── RECORD EXCERPTS

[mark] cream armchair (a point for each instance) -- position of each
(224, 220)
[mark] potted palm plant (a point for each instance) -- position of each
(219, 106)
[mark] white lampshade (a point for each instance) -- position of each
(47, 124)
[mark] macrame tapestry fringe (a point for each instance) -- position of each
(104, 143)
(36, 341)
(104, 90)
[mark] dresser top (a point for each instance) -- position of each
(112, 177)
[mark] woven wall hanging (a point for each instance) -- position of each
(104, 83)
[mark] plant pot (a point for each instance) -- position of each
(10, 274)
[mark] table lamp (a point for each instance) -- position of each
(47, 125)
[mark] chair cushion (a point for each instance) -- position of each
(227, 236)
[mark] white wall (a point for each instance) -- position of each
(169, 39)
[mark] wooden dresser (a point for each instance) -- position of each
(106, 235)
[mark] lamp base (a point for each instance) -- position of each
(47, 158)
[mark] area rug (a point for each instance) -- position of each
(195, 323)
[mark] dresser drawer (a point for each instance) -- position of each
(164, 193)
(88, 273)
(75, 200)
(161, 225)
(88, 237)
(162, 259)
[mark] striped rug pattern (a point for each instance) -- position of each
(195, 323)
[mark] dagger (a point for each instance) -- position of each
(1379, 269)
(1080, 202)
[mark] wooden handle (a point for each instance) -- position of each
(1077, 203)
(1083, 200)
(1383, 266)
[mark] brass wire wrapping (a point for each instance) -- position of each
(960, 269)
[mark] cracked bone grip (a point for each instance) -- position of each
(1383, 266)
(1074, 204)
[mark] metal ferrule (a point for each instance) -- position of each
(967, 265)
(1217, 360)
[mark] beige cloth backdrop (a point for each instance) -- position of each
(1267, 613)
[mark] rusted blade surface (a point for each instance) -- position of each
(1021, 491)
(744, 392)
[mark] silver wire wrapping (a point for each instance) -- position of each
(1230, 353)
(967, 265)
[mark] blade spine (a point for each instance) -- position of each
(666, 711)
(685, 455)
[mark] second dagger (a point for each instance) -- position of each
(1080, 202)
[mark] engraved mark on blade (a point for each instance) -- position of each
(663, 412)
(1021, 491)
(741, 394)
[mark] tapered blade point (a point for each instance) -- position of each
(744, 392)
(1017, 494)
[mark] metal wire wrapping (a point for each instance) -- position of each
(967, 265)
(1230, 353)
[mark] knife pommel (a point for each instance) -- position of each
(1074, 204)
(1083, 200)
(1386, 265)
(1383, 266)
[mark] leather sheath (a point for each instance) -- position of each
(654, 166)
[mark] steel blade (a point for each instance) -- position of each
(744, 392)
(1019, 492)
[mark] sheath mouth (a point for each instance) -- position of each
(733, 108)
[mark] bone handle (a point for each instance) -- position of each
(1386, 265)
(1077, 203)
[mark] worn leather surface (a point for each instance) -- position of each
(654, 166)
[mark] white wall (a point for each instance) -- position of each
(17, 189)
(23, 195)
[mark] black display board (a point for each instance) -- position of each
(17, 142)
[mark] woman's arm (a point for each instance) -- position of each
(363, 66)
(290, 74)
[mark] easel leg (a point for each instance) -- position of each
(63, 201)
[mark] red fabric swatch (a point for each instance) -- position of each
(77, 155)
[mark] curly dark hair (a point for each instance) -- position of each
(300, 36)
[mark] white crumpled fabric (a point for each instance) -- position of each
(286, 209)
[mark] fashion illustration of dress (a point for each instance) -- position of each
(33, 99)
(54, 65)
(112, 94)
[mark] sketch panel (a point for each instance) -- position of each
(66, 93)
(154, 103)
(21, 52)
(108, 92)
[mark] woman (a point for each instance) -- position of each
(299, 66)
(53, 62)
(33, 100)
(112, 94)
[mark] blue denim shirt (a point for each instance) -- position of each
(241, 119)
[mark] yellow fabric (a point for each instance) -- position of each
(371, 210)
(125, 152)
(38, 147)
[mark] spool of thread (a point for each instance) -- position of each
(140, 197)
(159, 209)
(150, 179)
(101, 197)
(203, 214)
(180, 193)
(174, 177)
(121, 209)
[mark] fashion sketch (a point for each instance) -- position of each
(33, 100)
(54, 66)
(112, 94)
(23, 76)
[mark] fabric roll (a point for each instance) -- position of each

────

## [EXERCISE DETAILS]
Reproduce the listing in full. Keep it exactly as written.

## [EXERCISE SOLUTION]
[mark] cream armchair (a point for each instance) -- position of each
(224, 220)
[mark] potted palm plant (a point for each instance) -- position of each
(219, 106)
[mark] white lampshade (a point for each instance) -- position of each
(47, 124)
[mark] macrame tapestry fringe (a point for each instance) -- position of each
(104, 143)
(36, 341)
(104, 90)
[mark] dresser top (a point for each instance) -- position of each
(112, 177)
[mark] woven wall hanging (a point for each instance) -- position of each
(104, 83)
[mark] plant pot (a point for each instance) -- position of each
(10, 274)
[mark] table lamp (a point for each instance) -- position of each
(47, 125)
[mark] chair cushion (a point for each instance) -- position of each
(227, 236)
[mark] white wall (a point for each instance) -- position of each
(169, 39)
[mark] wooden dresser (a point for each instance) -- position of each
(106, 235)
[mark] lamp base (a point for each instance) -- position of each
(47, 158)
[mark] area rug (a point for each instance) -- position of each
(195, 323)
[mark] dresser drawer (a point for each instance) -- position of each
(164, 193)
(88, 273)
(75, 200)
(161, 225)
(88, 237)
(162, 259)
[mark] striped rug pattern (a point for each instance) -- position of each
(195, 323)
[mark] dagger (a point for each instance) -- position of each
(1379, 269)
(1080, 202)
[mark] wooden handle (a point for each instance) -- position of each
(1077, 203)
(1083, 200)
(1383, 266)
[mark] brass wire wrapping (a point for each instance) -- position of each
(960, 269)
[mark] cracked bone grip (a point for each instance) -- position of each
(1383, 266)
(1074, 204)
[mark] metal ferrule (a point for each instance) -- position of each
(967, 265)
(1217, 360)
[mark] beige cloth backdrop (a point for each instance) -- position of each
(1267, 613)
[mark] rusted blade surface (a point for each instance) -- position of each
(1021, 491)
(744, 392)
[mark] silver wire wrapping (a point for each instance) -- position of each
(1230, 353)
(967, 265)
[mark] blade spine (a point for each instance) -- position of each
(666, 711)
(685, 455)
[mark] second dagger (a point for each instance) -- position of each
(1080, 202)
[mark] engraved mark on blade (a point for each instance) -- position of each
(663, 412)
(1021, 491)
(741, 394)
[mark] tapered blade point (a point for each instance) -- position of each
(744, 392)
(1017, 494)
[mark] metal wire wrapping (a point for each instance) -- position of each
(967, 265)
(1230, 353)
[mark] knife pommel (a point for each instance) -- position of each
(1074, 204)
(1083, 200)
(1386, 265)
(1383, 266)
[mark] leather sheath (a point for each instance) -- position of each
(654, 166)
[mark] steel blade (a point for each instance) -- position of each
(744, 392)
(1019, 492)
[mark] sheath mouth (a point for each instance) -- position of each
(733, 108)
[mark] bone handle (a point for each instance) -- position of each
(1386, 265)
(1077, 203)
[mark] worn leather surface (a point for each instance) -- position of each
(654, 166)
[mark] white wall (a point for each instance) -- position of each
(17, 189)
(23, 195)
[mark] black display board (a point for each instance) -- position of each
(17, 142)
[mark] woman's arm (a point for each instance) -- position of each
(363, 66)
(290, 74)
[mark] easel leg (a point for each instance) -- position of each
(63, 201)
[mark] red fabric swatch (a point for each instance) -- position of each
(77, 155)
[mark] curly dark hair (a point for each instance) -- position of each
(300, 36)
[mark] white crumpled fabric (a point for each instance) -- position of each
(286, 209)
[mark] fashion illustration of dress (a point for each instance) -- position of each
(33, 99)
(54, 65)
(112, 94)
[mark] sketch panel (a point for each instance) -- position of each
(66, 93)
(154, 103)
(21, 52)
(108, 92)
[mark] woman (a point for each instance) -- position of each
(299, 66)
(53, 62)
(33, 100)
(112, 94)
[mark] blue denim shirt (a point for each instance) -- position of each
(241, 119)
[mark] yellow fabric (a point for each instance) -- position of each
(371, 210)
(125, 152)
(38, 147)
[mark] spool of thread (a point for each instance) -- position of each
(140, 197)
(159, 209)
(150, 179)
(101, 197)
(203, 214)
(180, 193)
(174, 177)
(121, 209)
[mark] fashion sketch (a point for each instance) -- position of each
(33, 100)
(54, 66)
(112, 94)
(23, 76)
[mark] fabric roll (a point for each instance) -- position of each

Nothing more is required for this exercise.